Named object pointing entries
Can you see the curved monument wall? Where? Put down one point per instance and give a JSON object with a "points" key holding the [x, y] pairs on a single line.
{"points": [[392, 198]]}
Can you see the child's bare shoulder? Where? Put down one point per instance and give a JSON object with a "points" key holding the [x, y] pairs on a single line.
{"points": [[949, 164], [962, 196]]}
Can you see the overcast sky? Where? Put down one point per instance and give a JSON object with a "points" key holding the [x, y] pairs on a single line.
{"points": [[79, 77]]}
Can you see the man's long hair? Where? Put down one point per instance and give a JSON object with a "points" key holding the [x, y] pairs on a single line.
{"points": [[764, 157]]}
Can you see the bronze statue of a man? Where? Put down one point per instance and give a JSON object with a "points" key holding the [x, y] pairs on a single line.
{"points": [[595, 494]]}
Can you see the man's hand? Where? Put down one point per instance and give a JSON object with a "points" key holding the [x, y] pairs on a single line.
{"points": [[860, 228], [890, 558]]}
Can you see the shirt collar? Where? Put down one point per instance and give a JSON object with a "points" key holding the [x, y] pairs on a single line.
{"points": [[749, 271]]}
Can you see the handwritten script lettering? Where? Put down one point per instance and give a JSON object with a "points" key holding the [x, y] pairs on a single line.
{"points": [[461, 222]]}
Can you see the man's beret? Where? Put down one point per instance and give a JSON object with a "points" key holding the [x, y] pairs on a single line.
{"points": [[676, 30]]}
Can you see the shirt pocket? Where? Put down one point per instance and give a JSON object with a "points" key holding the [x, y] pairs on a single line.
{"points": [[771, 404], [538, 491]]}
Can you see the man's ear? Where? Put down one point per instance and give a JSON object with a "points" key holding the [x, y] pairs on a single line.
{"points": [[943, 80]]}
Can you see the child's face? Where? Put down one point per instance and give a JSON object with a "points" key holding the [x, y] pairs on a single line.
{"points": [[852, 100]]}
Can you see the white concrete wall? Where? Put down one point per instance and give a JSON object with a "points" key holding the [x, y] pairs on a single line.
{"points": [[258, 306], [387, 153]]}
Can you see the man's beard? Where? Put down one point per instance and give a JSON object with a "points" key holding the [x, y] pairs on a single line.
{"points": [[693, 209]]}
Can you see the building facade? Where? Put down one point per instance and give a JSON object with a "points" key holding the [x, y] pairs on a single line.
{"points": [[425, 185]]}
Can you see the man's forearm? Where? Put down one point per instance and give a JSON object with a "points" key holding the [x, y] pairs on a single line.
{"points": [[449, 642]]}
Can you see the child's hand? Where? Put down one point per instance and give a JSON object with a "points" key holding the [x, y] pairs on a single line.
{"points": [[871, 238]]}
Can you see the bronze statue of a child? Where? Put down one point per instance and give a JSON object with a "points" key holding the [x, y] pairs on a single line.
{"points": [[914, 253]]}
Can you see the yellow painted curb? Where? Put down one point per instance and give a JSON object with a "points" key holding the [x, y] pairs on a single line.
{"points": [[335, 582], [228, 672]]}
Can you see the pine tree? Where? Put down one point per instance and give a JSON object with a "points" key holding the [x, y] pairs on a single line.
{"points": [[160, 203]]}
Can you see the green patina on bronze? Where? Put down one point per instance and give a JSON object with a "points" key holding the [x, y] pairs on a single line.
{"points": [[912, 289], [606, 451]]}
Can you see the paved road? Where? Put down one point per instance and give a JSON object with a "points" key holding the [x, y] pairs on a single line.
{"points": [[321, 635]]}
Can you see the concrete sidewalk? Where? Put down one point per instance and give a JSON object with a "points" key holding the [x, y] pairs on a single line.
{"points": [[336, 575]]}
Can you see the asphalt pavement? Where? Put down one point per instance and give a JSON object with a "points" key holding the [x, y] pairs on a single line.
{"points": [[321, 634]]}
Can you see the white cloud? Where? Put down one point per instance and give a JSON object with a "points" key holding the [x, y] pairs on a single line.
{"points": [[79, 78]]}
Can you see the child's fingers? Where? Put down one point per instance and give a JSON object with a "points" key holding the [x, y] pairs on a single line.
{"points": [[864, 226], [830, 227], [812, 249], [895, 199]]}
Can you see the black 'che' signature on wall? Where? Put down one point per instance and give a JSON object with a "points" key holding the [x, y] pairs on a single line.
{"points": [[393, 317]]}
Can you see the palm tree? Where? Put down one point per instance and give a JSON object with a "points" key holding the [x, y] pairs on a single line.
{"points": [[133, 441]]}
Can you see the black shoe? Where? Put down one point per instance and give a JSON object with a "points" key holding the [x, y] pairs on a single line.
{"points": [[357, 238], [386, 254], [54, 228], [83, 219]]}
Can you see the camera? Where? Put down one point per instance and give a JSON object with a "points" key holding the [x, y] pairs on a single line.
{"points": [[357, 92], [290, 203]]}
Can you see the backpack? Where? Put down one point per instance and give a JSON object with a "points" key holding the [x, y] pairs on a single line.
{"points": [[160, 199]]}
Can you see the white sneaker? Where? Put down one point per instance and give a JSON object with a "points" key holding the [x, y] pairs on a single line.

▸ GIVEN EXERCISE: Give every line of the material again, exactly as it reads.

▸ RESULT:
Can you see the curved monument wall? Where? Put down one point per instance and give a JSON object with a "points" key holding the [x, y] pairs on a single line.
{"points": [[392, 198]]}
Can you see the child's bare shoulder? Where? Put down one point per instance and give a JSON object with a "points" key holding the [x, y] pairs on a single line.
{"points": [[949, 164], [962, 196]]}
Can you see the overcast sky? Where? Put down one point per instance and give a JSON object with a "points" key holding the [x, y] pairs on a single line.
{"points": [[79, 77]]}
Can you see the man's long hair? Where? Put down one point per instance and give a JSON object with a "points" key holding the [x, y] pairs on a single line.
{"points": [[764, 157]]}
Can you see the bronze statue of a man? Where? Put down one point per instance and give a JSON object with a "points" key holding the [x, y] pairs on a single line.
{"points": [[595, 494]]}
Can you see the man's hand? Where? Put down one point per instance and give a JSON object with a "points" key holding the [x, y] pairs on a single line.
{"points": [[860, 228], [890, 558]]}
Can you see the shirt collar? Where? Put down one point per instance and give a JSON object with a "points" key holding the [x, y] pairs on a single line.
{"points": [[749, 271]]}
Can you see the handwritten script lettering? Where? Put down one point per instance and give a JSON object with a "points" key holding the [x, y] pairs on a single line.
{"points": [[461, 222]]}
Can you see the man's beret? Where? Put down one point per instance and give a JSON object with a "points" key holding the [x, y] pairs on a single line.
{"points": [[676, 30]]}
Can you see the shirt pocket? Where? Put down one point per instance and give a JSON object with a "points" key holding the [x, y] pairs on a single line.
{"points": [[771, 404], [538, 491]]}
Can you see the man's ear? Where? Put down one point per instance and give a JSON object with a "points" key holding the [x, y] pairs on a single line.
{"points": [[943, 80]]}
Can you see the child's face? Where? Put down one point per instance and give a JSON object with a "points" key holding the [x, y] pairs on a single line.
{"points": [[852, 100]]}
Can you see the white concrete wall? Where? Put down one point per instance and give a JSON object with a "points" key holding the [x, y] pairs on a single line.
{"points": [[258, 306], [387, 153]]}
Can you see the man's beard? Where? Put down one point per instance and give a JSON object with a "points" key holding the [x, y] pairs on a single line.
{"points": [[693, 209]]}
Can you see the building facade? Where? Put down one point per instance and give a JSON object with a "points" key holding the [x, y] pairs on a single line.
{"points": [[425, 185]]}
Can you see the man's forearm? Where? Put down one point per instance and give a JSON object with a "points" key holding the [x, y] pairs on a single line.
{"points": [[449, 642]]}
Can you see the child's hand? Where? Put down one point per instance and give a JSON object with a "points" key holding the [x, y] pairs on a single line.
{"points": [[871, 238]]}
Can you see the bronze statue of a child? Where? Put down one point per instance and give a JSON object with a "points" key holding the [x, y] pairs on a single line.
{"points": [[914, 253]]}
Can you see the yellow painted curb? Where? Put down one point per instance and give a JSON object with a "points" key holding the [x, y] pairs on a single line.
{"points": [[335, 582], [228, 672]]}
Can you see the pine tree? Where? Put down one point per instance and give a JSON object with a "points" key holding the [x, y] pairs on a single line.
{"points": [[160, 203]]}
Can you see the green patina on bronze? Where? Put down one point per instance and give a JSON object with a "points" key holding the [x, y] pairs on a single line.
{"points": [[912, 289], [606, 451]]}
Can you see the paved road? Where? Put down one point per instance and give a JSON object with a "points" key holding the [x, y] pairs on a single line.
{"points": [[321, 635]]}
Can you see the concrete sidewalk? Where? Put down one point per instance and give a JSON object with a "points" key holding the [x, y] pairs on a single line.
{"points": [[336, 575]]}
Can you see the asphalt pavement? Where? Put down one point per instance and give a JSON object with a "points" key holding the [x, y] pairs on a single line.
{"points": [[321, 634]]}
Can you see the white cloud? Where? Put down one point per instance and give a JSON object with a "points" key holding the [x, y] pairs on a single line.
{"points": [[79, 78]]}
Can you see the child's fingers? Where? Put down one point per instance and give a JSON object with a "points" key holding the [x, y] pairs on a single line.
{"points": [[864, 226], [830, 227], [812, 249], [895, 199]]}
Can you see the black 'che' signature on wall? Where? Put down one point per instance and give a JSON object with a "points" key holding the [x, y] pairs on a single line.
{"points": [[393, 317]]}
Can you see the palm tree? Where? Put down one point per instance and give a JSON object with a "points" key holding the [x, y] pairs on a single line.
{"points": [[133, 441]]}
Can you see the black shoe? Where? Put down one point per instance and give a JSON object with a "points" key holding the [x, y] pairs on a single line.
{"points": [[357, 238], [386, 254], [54, 228], [83, 219]]}
Can you see the camera? Where? Put down one point per instance and give a JSON object with a "points" key holding the [x, y] pairs on a single line.
{"points": [[357, 92], [290, 203]]}
Can you see the backpack? Where? Put down one point per instance and give a JSON object with a "points" key holding the [x, y] pairs on a single line.
{"points": [[160, 199]]}
Can you see the white sneaker? Where? Put down one point per instance and give a JSON object with a "points" key holding the [x, y] pairs on a single line.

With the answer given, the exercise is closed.